Excerpt to read
Campfire Tales From Hell: One Very Unique Martial Arts Anthology Book
Musings on Thuggery
Campfire Tales from Hell: Musings on Martial Arts, Survival, Bouncing, and General Thug Stuff remains a unique book. Categorize the work as a martial arts title, but that is a somewhat loose description. Yes, there are chapters on self-defense and the martial arts, but this book comes off as a stream of semi-consciousness no different than some of the odder science-fiction anthologies I read as a wayward youth.
What do you, the intrigued reader, get with this book? You receive an odd collection of tales from the edge. Several different authors come together to present their prose reflecting on experiences in martial arts and self-defense situations. This is not to say these tales are over the top, fantasy land stories of street fighting glory. They are not. They are a mix of different charters on different topics written by different authors. A number of these chapters contain excellent advice, and others seem to ramble.
Overall, the book itself remains an excellent read and a good addition to your (hopefully growing) martial arts library.

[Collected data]
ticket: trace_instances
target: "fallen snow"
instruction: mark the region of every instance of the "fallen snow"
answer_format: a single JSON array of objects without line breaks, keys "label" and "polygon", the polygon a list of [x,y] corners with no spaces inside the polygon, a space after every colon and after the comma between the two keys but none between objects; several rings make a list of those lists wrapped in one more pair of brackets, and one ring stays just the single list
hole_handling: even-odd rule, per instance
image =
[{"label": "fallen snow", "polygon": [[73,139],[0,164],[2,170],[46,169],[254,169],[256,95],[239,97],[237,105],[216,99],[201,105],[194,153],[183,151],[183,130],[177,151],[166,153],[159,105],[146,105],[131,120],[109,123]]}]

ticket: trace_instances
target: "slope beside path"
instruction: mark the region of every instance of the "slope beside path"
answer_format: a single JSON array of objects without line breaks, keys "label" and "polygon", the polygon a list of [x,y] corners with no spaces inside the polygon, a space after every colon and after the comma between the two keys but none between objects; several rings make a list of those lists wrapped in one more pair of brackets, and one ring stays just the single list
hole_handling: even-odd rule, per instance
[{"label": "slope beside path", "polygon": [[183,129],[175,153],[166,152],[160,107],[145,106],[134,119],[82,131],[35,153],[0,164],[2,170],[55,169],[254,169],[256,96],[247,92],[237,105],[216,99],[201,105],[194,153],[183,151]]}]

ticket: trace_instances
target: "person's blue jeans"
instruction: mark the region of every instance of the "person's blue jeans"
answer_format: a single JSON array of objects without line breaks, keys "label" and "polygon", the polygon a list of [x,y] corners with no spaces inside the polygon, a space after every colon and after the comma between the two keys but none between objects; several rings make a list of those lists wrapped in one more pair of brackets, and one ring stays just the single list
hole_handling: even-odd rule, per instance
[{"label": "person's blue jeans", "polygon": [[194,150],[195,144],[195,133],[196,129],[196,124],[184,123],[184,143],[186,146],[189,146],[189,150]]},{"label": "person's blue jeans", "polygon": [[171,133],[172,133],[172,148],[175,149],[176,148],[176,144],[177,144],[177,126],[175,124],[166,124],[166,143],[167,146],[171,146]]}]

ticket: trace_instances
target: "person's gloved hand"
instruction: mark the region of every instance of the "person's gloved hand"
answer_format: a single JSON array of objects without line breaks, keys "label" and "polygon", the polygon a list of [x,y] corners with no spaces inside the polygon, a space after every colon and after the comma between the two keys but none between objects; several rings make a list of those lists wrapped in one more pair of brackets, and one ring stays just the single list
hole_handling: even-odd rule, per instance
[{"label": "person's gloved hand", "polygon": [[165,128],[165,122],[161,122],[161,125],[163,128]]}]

Required actions
**1)** According to the review, why is calling the book a martial arts title only a loose description?
**2)** Quote the review from "What do you, the" to "seem to ramble.".

Set of answers
**1)** The book does include chapters on self-defense and the martial arts, but it reads as a stream of semi-consciousness. The reviewer likens it to some of the odder science-fiction anthologies read in youth.

**2)**
What do you, the intrigued reader, get with this book? You receive an odd collection of tales from the edge. Several different authors come together to present their prose reflecting on experiences in martial arts and self-defense situations. This is not to say these tales are over the top, fantasy land stories of street fighting glory. They are not. They are a mix of different charters on different topics written by different authors. A number of these chapters contain excellent advice, and others seem to ramble.